= First Vynnychenko government =

The first government lasted from June 28 1917 until August 13 when the Mala Rada accepted the resignation of V.Vynnychenko. Most ministers later were imprisoned by the Soviet regime, the rest managed to survive abroad.

==Composition==

| Party key |  | Jewish Bund |
|  | USDRP |
|  | UPSR |
|  | UPSF |
|  | Fareynikte |
|  | PDCP |
|  | RPSR |

| Office | Party | Incumbent |
|---|---|---|
| Secretary of Internal Affairs |  | Volodymyr Vynnychenko |
| Secretary of Nationalities |  | Serhiy Yefremov |
| Deputy - Jewish Affairs |  | Moishe Zilberfarb |
| Deputy - Polish Affairs |  | Mieczysław Mickiewicz |
| Secretary of Finance |  | Khrystofor Baranovsky |
| Secretary of Court Affairs |  | Valentyn Sadovsky |
| Secretary of Military Affairs |  | Symon Petliura |
| Secretary of Agrarian Affairs |  | Borys Martos |
| Secretary of Education |  | Ivan Steshenko |
| Secretary of Food Supply |  | Mykola Stasyuk |
| Chancellor |  | Pavlo Khrystiuk |
| Controller |  | Moisei Rafes |
| Secretary of Communications |  | Aleksandr Zarubin |
| Secretary of Transportation |  | Vsevolod Holubovych |

The last three portfolios of the First Secretariat were added on July 13, three more (Trade/Industry, Labor, and Russian Affairs) assigned to Bolsheviks were never filled due to boycott.
++++++++++
• _GOAL OF THE EXERCISE_: Could you extend the article on the first Vynnychenko government, picking up right after its final sentence?

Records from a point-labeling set
++++++++++
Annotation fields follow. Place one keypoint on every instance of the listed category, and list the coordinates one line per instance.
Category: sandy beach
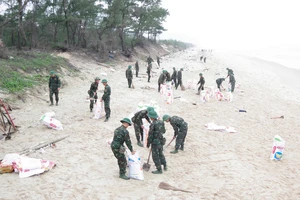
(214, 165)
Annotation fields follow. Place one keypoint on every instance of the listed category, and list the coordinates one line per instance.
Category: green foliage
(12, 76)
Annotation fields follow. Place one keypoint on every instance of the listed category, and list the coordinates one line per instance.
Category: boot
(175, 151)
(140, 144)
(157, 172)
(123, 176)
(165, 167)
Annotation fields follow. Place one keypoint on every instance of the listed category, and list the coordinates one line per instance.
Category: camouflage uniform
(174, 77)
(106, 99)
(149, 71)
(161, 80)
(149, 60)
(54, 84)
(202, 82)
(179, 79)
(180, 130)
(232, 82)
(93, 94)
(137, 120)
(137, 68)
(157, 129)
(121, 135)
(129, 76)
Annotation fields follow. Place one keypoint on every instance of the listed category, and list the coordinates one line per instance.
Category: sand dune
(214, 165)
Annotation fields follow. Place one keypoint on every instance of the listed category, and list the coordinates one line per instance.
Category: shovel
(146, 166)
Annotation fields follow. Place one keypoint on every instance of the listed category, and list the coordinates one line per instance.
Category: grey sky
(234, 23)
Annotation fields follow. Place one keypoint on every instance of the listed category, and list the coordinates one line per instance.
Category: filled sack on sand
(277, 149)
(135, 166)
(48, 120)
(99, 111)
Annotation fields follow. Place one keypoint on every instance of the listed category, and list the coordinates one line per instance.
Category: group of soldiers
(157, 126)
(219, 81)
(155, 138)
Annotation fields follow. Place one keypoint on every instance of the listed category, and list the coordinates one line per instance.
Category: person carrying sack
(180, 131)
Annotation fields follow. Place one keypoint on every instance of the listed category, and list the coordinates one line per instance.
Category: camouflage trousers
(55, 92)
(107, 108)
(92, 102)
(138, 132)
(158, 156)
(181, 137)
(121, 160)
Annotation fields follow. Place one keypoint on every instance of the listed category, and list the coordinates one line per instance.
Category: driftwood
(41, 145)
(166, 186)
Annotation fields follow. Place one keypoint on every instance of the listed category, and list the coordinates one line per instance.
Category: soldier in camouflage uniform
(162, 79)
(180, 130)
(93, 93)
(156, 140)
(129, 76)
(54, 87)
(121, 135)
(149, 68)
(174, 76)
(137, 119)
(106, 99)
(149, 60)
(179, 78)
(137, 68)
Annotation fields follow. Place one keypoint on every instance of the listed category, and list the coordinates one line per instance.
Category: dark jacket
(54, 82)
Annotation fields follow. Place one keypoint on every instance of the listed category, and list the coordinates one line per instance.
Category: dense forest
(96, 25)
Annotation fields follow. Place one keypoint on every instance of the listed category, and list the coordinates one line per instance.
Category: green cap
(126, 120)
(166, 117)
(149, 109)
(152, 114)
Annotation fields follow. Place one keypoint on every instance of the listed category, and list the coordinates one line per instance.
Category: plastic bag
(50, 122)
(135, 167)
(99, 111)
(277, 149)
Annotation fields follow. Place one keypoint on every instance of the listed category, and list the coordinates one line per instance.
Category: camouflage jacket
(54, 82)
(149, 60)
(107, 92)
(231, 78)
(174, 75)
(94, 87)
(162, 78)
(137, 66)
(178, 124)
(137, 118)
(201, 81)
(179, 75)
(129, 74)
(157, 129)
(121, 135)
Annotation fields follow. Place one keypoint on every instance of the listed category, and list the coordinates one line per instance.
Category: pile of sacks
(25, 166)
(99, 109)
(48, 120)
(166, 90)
++++++++++
• _EXERCISE OUTPUT_:
- Events
- June 26, 1917 - announcement of the Declaration of General Secretariat at the plenum meeting of Central Rada
- June 28, 1917 - First Cabinet with 9 portfolios (8 secretaries and 1 chancellor), the Secretary of Internal Affairs is the chairman
- Before the July Days - meeting with the delegation from the Russian Provisional Government
- July 13, 1917 - the General Secretariat was recognized as the highest executive power in Ukraine, members of which would be confirmed by the Russian Provisional Government, expansion of Secretariat with 6 more portfolios added (2 secretaries, 3 deputy-secretary of nationalities, and 1 controller)
- End of July 1917 - during the political crisis in the republic meeting with members of the newly elected Russian government, Kerensky's "Instruktsiya" recognizing the Statue and the jurisdiction of the General Secretariat over five guberniyas
- August 7, 1917 - Vynnychenko files resignation in the protest to acceptance of "Instruktsiya" by Central Rada
- August 13, 1917 - Central Rada accepts his resignation and appoints Dmytro Doroshenko as the new chairman, confirming his new government already the next day
- August 18, 1917 - Doroshenko files resignation, Vynnychenko was offered to form a government once again

- Deputy-Secretaries of Nationalities
Secretary of Nationalities was expanded by the request of the Provisional Government as the minority representatives to Undersecretaries of ethnic affairs (deputies) and soon on July 17 Yefremov was replaced by Oleksander Shulhyn.

At first the deputy secretaries of Nationalities were part of the secretariat of Nationalities headed initially by Yefremov. With the proclamation of the III Universal on December 22, 1917 on the initiative of Oleksandr Shulhyn the Secretariat of Nationalities was transformed into the Secretariat of Foreign Affairs. The position for the Russian Affairs representative for quite sometime was left unoccupied although was specifically reserved for the Russian Provisional Government. After the Secretariat was reorganized as the Council of Ministers the deputy-secretaries received their own ministerial assignments.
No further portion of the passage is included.